------ MATERIAL FOR THE TASK ------

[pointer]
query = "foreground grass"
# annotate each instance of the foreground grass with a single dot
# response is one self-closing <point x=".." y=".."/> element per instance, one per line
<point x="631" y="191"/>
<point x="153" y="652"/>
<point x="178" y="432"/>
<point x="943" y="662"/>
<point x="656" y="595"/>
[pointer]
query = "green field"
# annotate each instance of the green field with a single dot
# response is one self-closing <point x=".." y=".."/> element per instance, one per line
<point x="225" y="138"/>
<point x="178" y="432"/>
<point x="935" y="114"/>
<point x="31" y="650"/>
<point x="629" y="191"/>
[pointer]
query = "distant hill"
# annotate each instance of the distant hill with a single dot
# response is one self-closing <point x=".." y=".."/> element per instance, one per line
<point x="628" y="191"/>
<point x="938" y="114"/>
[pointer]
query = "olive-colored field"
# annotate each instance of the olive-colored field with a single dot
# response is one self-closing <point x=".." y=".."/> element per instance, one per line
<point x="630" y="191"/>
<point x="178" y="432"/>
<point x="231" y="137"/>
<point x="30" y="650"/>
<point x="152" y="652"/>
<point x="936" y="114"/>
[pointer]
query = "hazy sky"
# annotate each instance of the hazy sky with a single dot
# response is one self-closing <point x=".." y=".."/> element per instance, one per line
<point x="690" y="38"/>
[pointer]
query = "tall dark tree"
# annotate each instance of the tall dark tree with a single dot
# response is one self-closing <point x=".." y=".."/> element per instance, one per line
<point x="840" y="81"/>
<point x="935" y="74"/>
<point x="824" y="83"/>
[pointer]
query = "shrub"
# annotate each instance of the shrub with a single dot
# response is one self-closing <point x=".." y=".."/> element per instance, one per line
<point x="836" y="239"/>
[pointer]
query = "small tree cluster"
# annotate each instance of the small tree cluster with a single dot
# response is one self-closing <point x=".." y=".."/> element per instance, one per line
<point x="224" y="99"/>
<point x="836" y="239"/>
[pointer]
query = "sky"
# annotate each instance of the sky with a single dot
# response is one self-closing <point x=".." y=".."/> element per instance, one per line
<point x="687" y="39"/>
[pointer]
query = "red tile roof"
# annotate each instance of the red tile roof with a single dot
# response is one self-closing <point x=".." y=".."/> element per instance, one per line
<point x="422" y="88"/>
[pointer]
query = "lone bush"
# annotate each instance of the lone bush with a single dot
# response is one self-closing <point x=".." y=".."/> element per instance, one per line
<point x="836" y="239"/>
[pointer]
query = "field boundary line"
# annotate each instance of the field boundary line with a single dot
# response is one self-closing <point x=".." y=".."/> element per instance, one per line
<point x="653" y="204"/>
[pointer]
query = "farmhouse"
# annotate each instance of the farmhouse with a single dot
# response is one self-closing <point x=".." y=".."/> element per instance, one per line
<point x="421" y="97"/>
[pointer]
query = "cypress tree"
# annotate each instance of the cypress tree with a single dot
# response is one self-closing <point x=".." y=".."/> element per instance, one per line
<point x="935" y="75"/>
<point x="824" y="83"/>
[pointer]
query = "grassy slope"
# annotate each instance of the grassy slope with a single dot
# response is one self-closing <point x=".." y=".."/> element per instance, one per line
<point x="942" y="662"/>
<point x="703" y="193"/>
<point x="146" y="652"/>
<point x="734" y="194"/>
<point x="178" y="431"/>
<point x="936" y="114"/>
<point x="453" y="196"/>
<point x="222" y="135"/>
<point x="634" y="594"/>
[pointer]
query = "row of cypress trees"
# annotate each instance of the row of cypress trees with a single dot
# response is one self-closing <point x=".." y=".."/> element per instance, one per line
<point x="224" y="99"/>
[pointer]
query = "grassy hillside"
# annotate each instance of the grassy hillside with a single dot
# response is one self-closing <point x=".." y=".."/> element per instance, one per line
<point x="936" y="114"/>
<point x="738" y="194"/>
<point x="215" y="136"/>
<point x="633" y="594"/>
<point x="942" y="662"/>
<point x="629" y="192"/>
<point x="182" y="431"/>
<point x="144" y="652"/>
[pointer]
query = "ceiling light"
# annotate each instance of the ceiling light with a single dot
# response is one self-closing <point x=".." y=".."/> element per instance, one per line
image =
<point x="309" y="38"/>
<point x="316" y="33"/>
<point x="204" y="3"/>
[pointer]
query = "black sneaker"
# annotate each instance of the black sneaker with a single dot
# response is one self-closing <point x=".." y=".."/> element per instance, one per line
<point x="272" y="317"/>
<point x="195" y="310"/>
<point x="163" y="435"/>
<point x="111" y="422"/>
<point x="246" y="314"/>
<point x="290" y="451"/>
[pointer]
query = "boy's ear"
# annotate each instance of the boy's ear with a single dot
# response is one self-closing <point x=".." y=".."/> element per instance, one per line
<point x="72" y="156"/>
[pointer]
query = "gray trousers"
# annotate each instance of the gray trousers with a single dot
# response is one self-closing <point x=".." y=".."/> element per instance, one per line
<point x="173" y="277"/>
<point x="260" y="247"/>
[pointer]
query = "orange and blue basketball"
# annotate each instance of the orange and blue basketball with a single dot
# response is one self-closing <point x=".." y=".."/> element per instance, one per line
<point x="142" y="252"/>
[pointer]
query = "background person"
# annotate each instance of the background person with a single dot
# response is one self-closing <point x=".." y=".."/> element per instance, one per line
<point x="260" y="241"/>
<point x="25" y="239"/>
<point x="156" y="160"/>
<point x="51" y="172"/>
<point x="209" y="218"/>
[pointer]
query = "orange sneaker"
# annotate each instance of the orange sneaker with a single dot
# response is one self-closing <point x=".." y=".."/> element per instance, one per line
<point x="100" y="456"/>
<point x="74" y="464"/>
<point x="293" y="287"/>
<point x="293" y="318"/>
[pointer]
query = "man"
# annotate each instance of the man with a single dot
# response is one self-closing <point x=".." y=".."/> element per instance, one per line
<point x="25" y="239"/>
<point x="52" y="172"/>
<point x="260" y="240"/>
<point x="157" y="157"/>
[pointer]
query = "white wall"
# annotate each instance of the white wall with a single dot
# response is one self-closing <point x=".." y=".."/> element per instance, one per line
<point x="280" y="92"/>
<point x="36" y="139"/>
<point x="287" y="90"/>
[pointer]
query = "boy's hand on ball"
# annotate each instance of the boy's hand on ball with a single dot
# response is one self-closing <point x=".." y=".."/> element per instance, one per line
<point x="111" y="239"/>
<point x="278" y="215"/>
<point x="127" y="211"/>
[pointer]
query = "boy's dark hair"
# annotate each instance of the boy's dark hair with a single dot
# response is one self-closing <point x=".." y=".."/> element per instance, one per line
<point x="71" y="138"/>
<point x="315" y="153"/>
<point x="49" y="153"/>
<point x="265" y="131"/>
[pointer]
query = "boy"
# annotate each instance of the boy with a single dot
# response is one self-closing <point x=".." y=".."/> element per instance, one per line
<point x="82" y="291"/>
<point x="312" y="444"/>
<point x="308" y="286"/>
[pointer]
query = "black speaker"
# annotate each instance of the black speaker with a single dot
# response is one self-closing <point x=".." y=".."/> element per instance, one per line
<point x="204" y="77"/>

------

TASK DIRECTIONS → Each record must be returned exactly as it is written.

EXERCISE RESPONSE →
[pointer]
query = "foreground grass"
# annotate each instance of the foreground grass with a single dot
# response is one self-closing <point x=".." y=".."/> element per instance, one per line
<point x="631" y="191"/>
<point x="153" y="652"/>
<point x="178" y="432"/>
<point x="943" y="662"/>
<point x="656" y="595"/>
[pointer]
query = "green field"
# annotate each instance of the green field with a single dot
# response is one self-closing <point x=".." y=".."/> element per instance, one per line
<point x="225" y="138"/>
<point x="178" y="432"/>
<point x="935" y="114"/>
<point x="31" y="650"/>
<point x="629" y="191"/>
[pointer]
query = "distant hill"
# annotate each instance of the distant hill with a single dot
# response is one self-closing <point x=".." y=".."/> element per instance, one per line
<point x="628" y="191"/>
<point x="938" y="114"/>
[pointer]
query = "olive-colored field"
# annotate each instance of the olive-colored field with a single dot
# response is one self-closing <point x=".." y=".."/> element per instance, one per line
<point x="630" y="191"/>
<point x="178" y="432"/>
<point x="231" y="137"/>
<point x="30" y="650"/>
<point x="152" y="652"/>
<point x="936" y="114"/>
[pointer]
query = "hazy sky"
# annotate each instance of the hazy sky with a single dot
# response is one self-closing <point x=".." y=".."/> element per instance, one per line
<point x="690" y="38"/>
[pointer]
query = "tall dark tree"
# annotate each instance of the tall dark tree with a single dot
# response is one self-closing <point x=".." y=".."/> element per instance, one per line
<point x="840" y="81"/>
<point x="935" y="74"/>
<point x="824" y="83"/>
[pointer]
query = "shrub"
# annotate each instance of the shrub with a single dot
# response is one self-closing <point x=".." y=".."/> element per instance, one per line
<point x="836" y="239"/>
[pointer]
query = "small tree cluster"
# annotate each instance of the small tree cluster with a single dot
# response is one self-closing <point x=".." y=".."/> element per instance, one per line
<point x="224" y="99"/>
<point x="836" y="239"/>
[pointer]
query = "sky"
# annotate each instance of the sky with a single dot
# response is one self-closing <point x=".." y=".."/> element per instance, one per line
<point x="687" y="39"/>
[pointer]
query = "red tile roof"
# annotate each instance of the red tile roof with a single dot
# response is one self-closing <point x=".." y=".."/> element per instance, one per line
<point x="422" y="88"/>
[pointer]
query = "lone bush"
# annotate each instance of the lone bush with a single dot
# response is one self-closing <point x=".." y=".."/> element per instance, one per line
<point x="836" y="239"/>
[pointer]
query = "field boundary line"
# annotate each instance of the field boundary line with a single dot
# response is one self-closing <point x=".." y=".."/> element per instance, one per line
<point x="653" y="204"/>
[pointer]
query = "farmhouse"
# annotate each instance of the farmhouse with a single dot
# response is one self-closing <point x=".." y=".."/> element per instance, one per line
<point x="421" y="97"/>
[pointer]
query = "cypress tree"
# annotate each instance of the cypress tree with a single dot
# response is one self-closing <point x=".." y=".."/> element per instance, one per line
<point x="935" y="75"/>
<point x="824" y="83"/>
[pointer]
query = "grassy slope"
# annotate each instance of the grassy slope with a single dot
# response is one self-closing <point x=".." y=".."/> element per instance, one per line
<point x="942" y="662"/>
<point x="703" y="193"/>
<point x="146" y="652"/>
<point x="734" y="194"/>
<point x="178" y="431"/>
<point x="936" y="114"/>
<point x="453" y="196"/>
<point x="222" y="135"/>
<point x="634" y="594"/>
[pointer]
query = "row of cypress trees"
# annotate each instance of the row of cypress trees with a single dot
# response is one self-closing <point x=".." y=".."/> element per instance, one per line
<point x="224" y="99"/>
[pointer]
query = "grassy hillside"
# annotate each instance of the grassy hillside with a single dot
# response is one self-closing <point x=".." y=".."/> element per instance, one per line
<point x="936" y="114"/>
<point x="738" y="194"/>
<point x="215" y="136"/>
<point x="633" y="594"/>
<point x="942" y="662"/>
<point x="629" y="192"/>
<point x="182" y="431"/>
<point x="144" y="652"/>
[pointer]
query = "ceiling light"
# annotate each instance of the ceiling light with a single dot
# response is one self-closing <point x=".." y=".."/> element per instance, one per line
image =
<point x="309" y="38"/>
<point x="316" y="33"/>
<point x="204" y="3"/>
[pointer]
query = "black sneaker"
# annotate each instance of the black sneaker with a single dot
# response is one self-closing <point x=".." y=".."/> element per instance, one per line
<point x="272" y="317"/>
<point x="195" y="310"/>
<point x="163" y="435"/>
<point x="111" y="422"/>
<point x="246" y="314"/>
<point x="290" y="451"/>
[pointer]
query = "boy's ear"
# annotate each instance of the boy's ear with a single dot
# response is one self-closing <point x=".." y=".."/> element per instance, one per line
<point x="72" y="156"/>
[pointer]
query = "gray trousers"
# annotate each instance of the gray trousers with a single dot
# response is one self-closing <point x=".." y=".."/> element per instance, one per line
<point x="173" y="277"/>
<point x="260" y="247"/>
[pointer]
query = "orange and blue basketball"
# annotate each instance of the orange and blue basketball with a single dot
# response is one self-closing <point x=".." y=".."/> element per instance, one per line
<point x="142" y="252"/>
[pointer]
query = "background person"
# annotate each instance of the background person with a single dot
# response is one self-closing <point x=".." y=".."/> element per instance, one per line
<point x="260" y="241"/>
<point x="25" y="239"/>
<point x="156" y="160"/>
<point x="51" y="172"/>
<point x="209" y="218"/>
[pointer]
query = "orange sneaker"
# annotate each instance of the orange sneaker with a single dot
# response is one self-closing <point x=".." y=".."/> element per instance, one per line
<point x="100" y="456"/>
<point x="74" y="464"/>
<point x="293" y="287"/>
<point x="293" y="318"/>
[pointer]
query = "man"
# annotate each instance of the man with a single dot
# response is one self-closing <point x=".." y=".."/> element per instance, one per line
<point x="25" y="239"/>
<point x="52" y="172"/>
<point x="260" y="240"/>
<point x="157" y="157"/>
[pointer]
query = "white wall"
# annotate each instance of the white wall with a single dot
# response is one self-closing <point x=".." y=".."/> element per instance, one per line
<point x="280" y="92"/>
<point x="36" y="139"/>
<point x="287" y="90"/>
[pointer]
query = "boy's hand on ball"
# annotate each instance of the boy's hand on ball with a single dot
# response is one self-closing <point x=".." y=".."/> element per instance, one per line
<point x="111" y="239"/>
<point x="278" y="215"/>
<point x="127" y="211"/>
[pointer]
query = "boy's dark hair"
# annotate each instance of the boy's dark hair with a single dot
# response is one self-closing <point x=".." y=".."/> element per instance, one per line
<point x="71" y="138"/>
<point x="315" y="153"/>
<point x="49" y="153"/>
<point x="265" y="131"/>
[pointer]
query = "boy"
# annotate each instance of the boy with a single dot
# response is one self-closing <point x=".." y=".."/> element per instance, one per line
<point x="82" y="291"/>
<point x="312" y="444"/>
<point x="308" y="286"/>
[pointer]
query = "black speaker"
# annotate each instance of the black speaker with a single dot
# response is one self-closing <point x=".." y=".."/> element per instance, one per line
<point x="204" y="77"/>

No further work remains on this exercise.